US President Obama used his State of the Union address this week to kick start negotiations for an EU-US Transatlantic Partnership, likely to provide a much needed boost to the two leading global economies. Citing job creation and a boost to American exports, the US President declared “trade that is fair and free across the Atlantic supports millions of good-paying American jobs”.
In a joint statement US President Obama, European Council President Herman Van Rompuy and European Commission President José Manuel Barroso announced that both trading blocs will initiate the internal procedures necessary to launch negotiations.
Prime Minister David Cameron welcomed the US President’s determination to begin negotiations and hailed the commitment in the EU and the US to reach an agreement. In a statement he affirmed that “an EU-US trade deal will create jobs on both sides of the Atlantic and make our countries more prosperous”.
The importance of such a deal can not be emphasised enough. Together the EU and the US account for about half of world GDP (47%) and about a third of global trade flows. The EU economy is worth €12.6 trillion and the US economy €11.5 trillion (by comparison China’s is worth €5.5 trillion and Japan’s €2.7 trillion) Each day goods and services of almost €2 billion are traded bilaterally. With deep economic ties between the two economic blocs, with aggregate stocks in excess of €2 trillion, the relationship between both the EU and the US is of global significance and any trade agreement between the two is likely to have global ramifications – not least when you consider the likely affect of aligning rules and technical product standards, which anyone who will want to do business with this transatlantic “economic NATO” will have to abide by.
A 0.5% increase in GDP in the EU, the equivalent of €86 billion in annual income to the European economy is the much sought after gain this agreement promises to deliver. Prime Minister David Cameron speaking recently at the Davos summit suggested that the agreement has the potential to create an additional two million jobs across the European Union.
The agreement will focus on market access, regulatory issues and non-tariff barriers as well as rules, principals and more generally on global themes likely to have far reaching influence on the global trading system such as a closer alignment on intellectual property protection and enforcement mechanisms.

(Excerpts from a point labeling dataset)
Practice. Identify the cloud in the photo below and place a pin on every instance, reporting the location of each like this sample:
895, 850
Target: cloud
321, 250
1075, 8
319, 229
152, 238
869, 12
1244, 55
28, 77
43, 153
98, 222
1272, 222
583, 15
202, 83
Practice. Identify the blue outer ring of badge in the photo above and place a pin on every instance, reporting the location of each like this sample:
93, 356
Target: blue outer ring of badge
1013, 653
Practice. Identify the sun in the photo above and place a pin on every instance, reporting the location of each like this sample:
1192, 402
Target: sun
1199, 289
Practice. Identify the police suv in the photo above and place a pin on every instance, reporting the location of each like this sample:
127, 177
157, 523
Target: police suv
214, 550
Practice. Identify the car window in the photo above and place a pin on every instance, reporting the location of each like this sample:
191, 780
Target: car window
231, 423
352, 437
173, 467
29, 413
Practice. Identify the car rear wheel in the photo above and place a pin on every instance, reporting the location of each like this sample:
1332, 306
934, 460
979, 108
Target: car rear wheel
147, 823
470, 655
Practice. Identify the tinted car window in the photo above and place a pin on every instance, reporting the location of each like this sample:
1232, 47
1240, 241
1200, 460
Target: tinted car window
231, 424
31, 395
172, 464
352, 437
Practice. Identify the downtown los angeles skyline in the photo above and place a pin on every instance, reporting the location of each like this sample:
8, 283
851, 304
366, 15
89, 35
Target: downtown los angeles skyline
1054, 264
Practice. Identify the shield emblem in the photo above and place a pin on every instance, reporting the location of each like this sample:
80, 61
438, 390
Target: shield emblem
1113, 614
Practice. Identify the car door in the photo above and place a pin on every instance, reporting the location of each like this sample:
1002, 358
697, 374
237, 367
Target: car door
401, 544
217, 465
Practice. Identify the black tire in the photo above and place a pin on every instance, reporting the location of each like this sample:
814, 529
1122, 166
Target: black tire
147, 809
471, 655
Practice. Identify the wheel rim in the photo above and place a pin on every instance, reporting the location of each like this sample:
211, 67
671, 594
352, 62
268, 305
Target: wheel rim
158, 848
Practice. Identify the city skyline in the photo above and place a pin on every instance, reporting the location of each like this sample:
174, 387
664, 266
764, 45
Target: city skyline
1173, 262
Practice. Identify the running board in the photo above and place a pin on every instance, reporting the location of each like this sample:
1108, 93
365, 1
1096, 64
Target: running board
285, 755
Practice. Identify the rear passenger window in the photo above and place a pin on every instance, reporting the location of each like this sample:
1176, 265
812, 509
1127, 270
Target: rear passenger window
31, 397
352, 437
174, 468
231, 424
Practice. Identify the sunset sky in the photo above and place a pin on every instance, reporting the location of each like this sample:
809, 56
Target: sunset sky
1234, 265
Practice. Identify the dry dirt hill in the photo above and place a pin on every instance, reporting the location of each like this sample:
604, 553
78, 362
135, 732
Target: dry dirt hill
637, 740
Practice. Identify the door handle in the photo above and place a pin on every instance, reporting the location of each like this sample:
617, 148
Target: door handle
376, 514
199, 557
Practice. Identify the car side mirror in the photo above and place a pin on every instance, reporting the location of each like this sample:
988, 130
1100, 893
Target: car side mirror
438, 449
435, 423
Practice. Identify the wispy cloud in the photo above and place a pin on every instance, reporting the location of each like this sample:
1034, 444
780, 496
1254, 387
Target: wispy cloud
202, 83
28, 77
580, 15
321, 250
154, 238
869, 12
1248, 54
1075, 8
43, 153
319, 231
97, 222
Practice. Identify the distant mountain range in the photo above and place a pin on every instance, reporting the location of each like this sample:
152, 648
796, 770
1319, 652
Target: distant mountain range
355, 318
--
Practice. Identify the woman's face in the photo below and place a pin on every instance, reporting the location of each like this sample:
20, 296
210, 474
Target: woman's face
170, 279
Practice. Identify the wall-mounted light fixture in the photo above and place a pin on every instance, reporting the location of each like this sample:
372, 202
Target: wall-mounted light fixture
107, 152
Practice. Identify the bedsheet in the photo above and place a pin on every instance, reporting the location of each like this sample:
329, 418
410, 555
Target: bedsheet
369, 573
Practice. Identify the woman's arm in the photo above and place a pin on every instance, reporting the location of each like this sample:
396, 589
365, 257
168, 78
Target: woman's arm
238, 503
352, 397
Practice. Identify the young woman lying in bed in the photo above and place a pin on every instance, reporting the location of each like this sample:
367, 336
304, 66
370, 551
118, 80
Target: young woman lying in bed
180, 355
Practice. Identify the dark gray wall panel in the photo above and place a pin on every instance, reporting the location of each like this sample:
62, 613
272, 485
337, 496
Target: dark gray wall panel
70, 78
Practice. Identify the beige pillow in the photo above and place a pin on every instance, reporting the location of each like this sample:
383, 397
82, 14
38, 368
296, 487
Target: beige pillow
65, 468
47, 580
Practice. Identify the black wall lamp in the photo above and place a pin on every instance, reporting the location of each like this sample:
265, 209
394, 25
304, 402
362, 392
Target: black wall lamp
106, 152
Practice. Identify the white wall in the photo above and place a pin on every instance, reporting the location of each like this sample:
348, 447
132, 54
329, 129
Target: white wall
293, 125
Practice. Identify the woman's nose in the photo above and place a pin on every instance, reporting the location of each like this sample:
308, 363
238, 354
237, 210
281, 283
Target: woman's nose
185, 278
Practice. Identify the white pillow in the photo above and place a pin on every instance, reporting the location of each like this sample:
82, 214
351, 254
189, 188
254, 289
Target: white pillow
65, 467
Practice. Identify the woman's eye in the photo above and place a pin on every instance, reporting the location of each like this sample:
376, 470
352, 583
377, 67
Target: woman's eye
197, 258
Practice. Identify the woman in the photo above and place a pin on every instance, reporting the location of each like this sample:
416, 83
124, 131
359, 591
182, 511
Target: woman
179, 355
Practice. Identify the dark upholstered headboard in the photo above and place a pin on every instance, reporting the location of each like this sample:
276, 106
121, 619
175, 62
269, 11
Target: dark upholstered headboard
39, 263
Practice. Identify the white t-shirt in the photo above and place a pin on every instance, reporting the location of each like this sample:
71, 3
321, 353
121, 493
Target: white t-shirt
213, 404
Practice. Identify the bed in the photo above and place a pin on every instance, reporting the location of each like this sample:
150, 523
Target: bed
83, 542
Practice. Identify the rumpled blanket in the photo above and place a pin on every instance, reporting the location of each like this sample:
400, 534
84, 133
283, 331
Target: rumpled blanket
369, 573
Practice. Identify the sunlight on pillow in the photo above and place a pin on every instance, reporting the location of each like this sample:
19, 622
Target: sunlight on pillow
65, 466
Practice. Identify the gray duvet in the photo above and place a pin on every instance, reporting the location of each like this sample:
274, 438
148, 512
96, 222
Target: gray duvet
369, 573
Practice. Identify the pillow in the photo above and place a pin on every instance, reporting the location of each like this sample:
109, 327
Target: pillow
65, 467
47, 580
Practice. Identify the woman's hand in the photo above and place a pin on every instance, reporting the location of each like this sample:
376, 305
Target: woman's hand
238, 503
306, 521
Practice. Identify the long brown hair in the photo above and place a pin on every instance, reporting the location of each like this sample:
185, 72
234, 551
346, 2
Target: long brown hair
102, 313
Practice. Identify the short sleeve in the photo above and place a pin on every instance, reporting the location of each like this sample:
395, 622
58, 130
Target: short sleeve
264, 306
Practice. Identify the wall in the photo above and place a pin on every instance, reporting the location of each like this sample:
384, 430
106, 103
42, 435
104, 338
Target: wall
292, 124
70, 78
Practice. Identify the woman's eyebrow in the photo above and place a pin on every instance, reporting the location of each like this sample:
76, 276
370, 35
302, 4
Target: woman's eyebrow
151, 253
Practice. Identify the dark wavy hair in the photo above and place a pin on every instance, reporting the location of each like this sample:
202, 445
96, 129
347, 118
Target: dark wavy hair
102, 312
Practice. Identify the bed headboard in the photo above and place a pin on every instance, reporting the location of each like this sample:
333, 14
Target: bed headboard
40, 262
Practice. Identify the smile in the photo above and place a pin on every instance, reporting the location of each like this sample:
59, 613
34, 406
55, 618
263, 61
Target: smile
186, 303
---
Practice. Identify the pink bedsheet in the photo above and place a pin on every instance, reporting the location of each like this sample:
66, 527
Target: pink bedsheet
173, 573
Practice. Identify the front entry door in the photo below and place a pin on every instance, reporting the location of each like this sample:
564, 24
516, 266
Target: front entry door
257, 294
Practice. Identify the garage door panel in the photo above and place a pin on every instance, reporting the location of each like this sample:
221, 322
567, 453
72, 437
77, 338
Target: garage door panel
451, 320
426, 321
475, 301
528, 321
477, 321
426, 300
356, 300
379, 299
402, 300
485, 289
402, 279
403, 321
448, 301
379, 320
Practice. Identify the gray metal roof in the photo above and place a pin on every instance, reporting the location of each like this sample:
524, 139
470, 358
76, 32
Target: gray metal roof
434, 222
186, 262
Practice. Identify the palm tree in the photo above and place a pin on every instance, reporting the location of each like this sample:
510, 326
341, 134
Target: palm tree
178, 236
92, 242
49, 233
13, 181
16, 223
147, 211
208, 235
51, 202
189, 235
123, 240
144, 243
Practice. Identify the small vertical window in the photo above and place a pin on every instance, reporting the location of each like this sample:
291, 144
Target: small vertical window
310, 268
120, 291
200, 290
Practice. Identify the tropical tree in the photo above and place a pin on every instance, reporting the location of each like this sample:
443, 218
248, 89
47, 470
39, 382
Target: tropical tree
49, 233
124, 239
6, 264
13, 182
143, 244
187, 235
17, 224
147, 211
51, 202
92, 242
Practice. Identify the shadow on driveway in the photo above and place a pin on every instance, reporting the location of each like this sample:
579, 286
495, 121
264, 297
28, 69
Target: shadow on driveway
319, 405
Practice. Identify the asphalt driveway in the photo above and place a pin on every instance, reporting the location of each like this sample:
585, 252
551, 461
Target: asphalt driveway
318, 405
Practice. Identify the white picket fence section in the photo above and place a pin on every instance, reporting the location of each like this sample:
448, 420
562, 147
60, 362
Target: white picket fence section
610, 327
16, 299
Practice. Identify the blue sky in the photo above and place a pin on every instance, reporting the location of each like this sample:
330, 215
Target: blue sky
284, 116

- **Tasks to carry out**
[1] According to the trade article, what share of world GDP do the EU and the US account for together?
[2] Please repeat the stretch of the trade article from "In a joint statement" through "to launch negotiations.".
This data has no connection to the trade article.

- **Responses in order**
[1] About half of world GDP (47%).

[2]
In a joint statement US President Obama, European Council President Herman Van Rompuy and European Commission President José Manuel Barroso announced that both trading blocs will initiate the internal procedures necessary to launch negotiations.